#### [Entries supplied]
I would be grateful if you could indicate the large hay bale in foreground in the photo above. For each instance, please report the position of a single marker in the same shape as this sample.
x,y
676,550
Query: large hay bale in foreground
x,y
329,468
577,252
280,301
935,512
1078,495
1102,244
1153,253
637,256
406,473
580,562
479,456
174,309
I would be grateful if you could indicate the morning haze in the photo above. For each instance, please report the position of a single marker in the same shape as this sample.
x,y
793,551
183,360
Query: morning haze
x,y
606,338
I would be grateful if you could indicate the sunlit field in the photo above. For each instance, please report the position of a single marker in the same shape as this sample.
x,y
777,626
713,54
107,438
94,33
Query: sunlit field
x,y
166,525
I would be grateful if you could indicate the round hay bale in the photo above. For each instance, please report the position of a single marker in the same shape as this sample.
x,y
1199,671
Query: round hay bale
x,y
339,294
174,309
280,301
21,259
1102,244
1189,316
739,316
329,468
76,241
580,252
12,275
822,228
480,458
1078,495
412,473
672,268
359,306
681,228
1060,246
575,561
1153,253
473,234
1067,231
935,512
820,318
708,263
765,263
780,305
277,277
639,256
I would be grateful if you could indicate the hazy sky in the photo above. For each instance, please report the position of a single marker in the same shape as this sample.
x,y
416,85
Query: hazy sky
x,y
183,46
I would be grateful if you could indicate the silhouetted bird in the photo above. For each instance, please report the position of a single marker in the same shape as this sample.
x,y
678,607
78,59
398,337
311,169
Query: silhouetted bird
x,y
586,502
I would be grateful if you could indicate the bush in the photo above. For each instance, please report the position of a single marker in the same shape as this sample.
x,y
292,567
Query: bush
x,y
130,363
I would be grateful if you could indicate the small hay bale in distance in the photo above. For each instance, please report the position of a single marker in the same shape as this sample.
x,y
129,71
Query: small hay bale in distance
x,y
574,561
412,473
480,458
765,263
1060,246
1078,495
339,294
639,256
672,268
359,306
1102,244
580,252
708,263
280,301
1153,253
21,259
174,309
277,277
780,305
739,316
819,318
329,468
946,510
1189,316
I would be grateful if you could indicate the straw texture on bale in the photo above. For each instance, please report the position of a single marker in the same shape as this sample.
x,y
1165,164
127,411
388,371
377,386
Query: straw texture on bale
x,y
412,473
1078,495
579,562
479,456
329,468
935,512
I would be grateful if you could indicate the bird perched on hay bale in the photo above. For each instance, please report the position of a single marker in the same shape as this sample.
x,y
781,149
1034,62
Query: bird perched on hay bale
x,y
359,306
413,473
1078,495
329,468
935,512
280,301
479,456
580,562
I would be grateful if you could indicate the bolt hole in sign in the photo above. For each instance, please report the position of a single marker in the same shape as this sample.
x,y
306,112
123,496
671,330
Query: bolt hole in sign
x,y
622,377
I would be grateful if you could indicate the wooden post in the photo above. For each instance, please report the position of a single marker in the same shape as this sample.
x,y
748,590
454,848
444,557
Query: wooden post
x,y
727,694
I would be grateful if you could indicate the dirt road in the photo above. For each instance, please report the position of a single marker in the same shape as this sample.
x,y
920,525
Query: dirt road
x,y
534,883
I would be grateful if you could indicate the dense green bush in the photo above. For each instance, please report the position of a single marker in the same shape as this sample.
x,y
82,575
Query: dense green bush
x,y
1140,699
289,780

#### [Your goal]
Put every line of the records above into a numbered list, leaving out any blank lines.

#### [The reply]
1. I would be grateful if you could indicate the large hay bale in foreground in the photo above. For each instance, please report the position of a single marker in the same shape as this sample.
2. x,y
3. 676,550
4. Query: large hay bale in foreground
5. x,y
6. 329,468
7. 577,252
8. 280,301
9. 935,512
10. 1078,495
11. 1102,244
12. 1153,253
13. 637,256
14. 406,473
15. 580,562
16. 479,456
17. 174,309
18. I would be grateful if you could indicate the morning haze in the photo above. For each instance, please report the position of a single marker in the same shape as this sample.
19. x,y
20. 793,551
21. 183,360
22. Query: morning haze
23. x,y
24. 606,338
25. I would be grateful if you could indicate the sunlit field in the photo above. For each instance, please report the position of a single marker in the same shape as this sample.
26. x,y
27. 777,626
28. 713,54
29. 107,438
30. 94,33
31. Query: sunlit field
32. x,y
33. 166,525
34. I would be grateful if you could indicate the round hay bale in the photo above. For each instance, please report the position of a single marker in the same shape as this sample.
35. x,y
36. 1199,671
37. Query: round hay bale
38. x,y
39. 339,294
40. 174,309
41. 280,301
42. 21,259
43. 1102,244
44. 1189,316
45. 739,316
46. 329,468
47. 76,241
48. 580,252
49. 12,275
50. 822,228
51. 480,458
52. 1078,495
53. 412,473
54. 672,268
55. 359,306
56. 681,228
57. 1060,246
58. 575,561
59. 1153,253
60. 473,234
61. 1067,231
62. 935,512
63. 820,318
64. 708,263
65. 765,263
66. 780,305
67. 277,277
68. 639,256
69. I would be grateful if you could indicate the hazy sky in the photo above. For each instance, please report the position of a single marker in the same shape as this sample.
70. x,y
71. 416,85
72. Query: hazy sky
73. x,y
74. 183,46
75. I would be grateful if you could indicate the silhouetted bird in the photo above. For each instance, please report the position of a single marker in the same shape as this sample.
76. x,y
77. 678,607
78. 78,59
79. 398,337
80. 311,169
81. Query: silhouetted bird
82. x,y
83. 586,502
84. I would be grateful if you could indicate the bush in the photo above. For each instance, please report the position of a single marker in the same shape as this sample.
85. x,y
86. 292,567
87. Query: bush
88. x,y
89. 130,363
90. I would be grateful if you could indicate the small hay bale in distance in the photo above. For each instance, please report the position of a single marker in the same shape as this sample.
91. x,y
92. 129,71
93. Query: small hay bale in distance
94. x,y
95. 574,561
96. 412,473
97. 480,458
98. 765,263
99. 1060,246
100. 1078,495
101. 339,294
102. 639,256
103. 672,268
104. 359,306
105. 1102,244
106. 580,252
107. 708,263
108. 280,301
109. 1153,253
110. 21,259
111. 174,309
112. 277,277
113. 780,305
114. 739,316
115. 819,318
116. 329,468
117. 946,510
118. 1189,316
119. I would be grateful if you could indicate the straw texture on bale in the photo above. For each instance, please report the position of a single marker in the same shape as this sample.
120. x,y
121. 1165,164
122. 127,411
123. 388,371
124. 377,386
125. Query: straw texture on bale
126. x,y
127. 412,473
128. 1078,495
129. 579,562
130. 479,456
131. 329,468
132. 935,512
133. I would be grateful if you could indicate the bird perched on hay bale in the photo above. For each instance, please report the position of a single marker in the same shape as this sample.
134. x,y
135. 781,149
136. 1034,62
137. Query: bird perched on hay bale
138. x,y
139. 359,306
140. 413,473
141. 1078,495
142. 329,468
143. 935,512
144. 280,301
145. 479,456
146. 580,562
147. I would be grateful if you could indicate the bolt hole in sign in the photo above. For each instance, please report the position of a single marker in the same shape as this sample.
148. x,y
149. 306,112
150. 123,496
151. 671,330
152. Query: bolt hole in sign
153. x,y
154. 622,377
155. I would be grateful if you could indicate the wooden post in the photo above. For each instance, please report the position of a single marker in the same shape as this sample.
156. x,y
157. 748,590
158. 454,848
159. 444,557
160. Query: wooden post
161. x,y
162. 727,694
163. I would be grateful if you could indicate the dirt road in the photo above. For each instance, please report the position of a single marker in the same shape as this sample.
164. x,y
165. 920,525
166. Query: dirt road
167. x,y
168. 534,883
169. I would be grateful if you could indicate the dense green bush in the photo above. For each instance, please report the position of a single marker in the same shape as this sample.
170. x,y
171. 82,575
172. Query: dense green bush
173. x,y
174. 1140,699
175. 289,780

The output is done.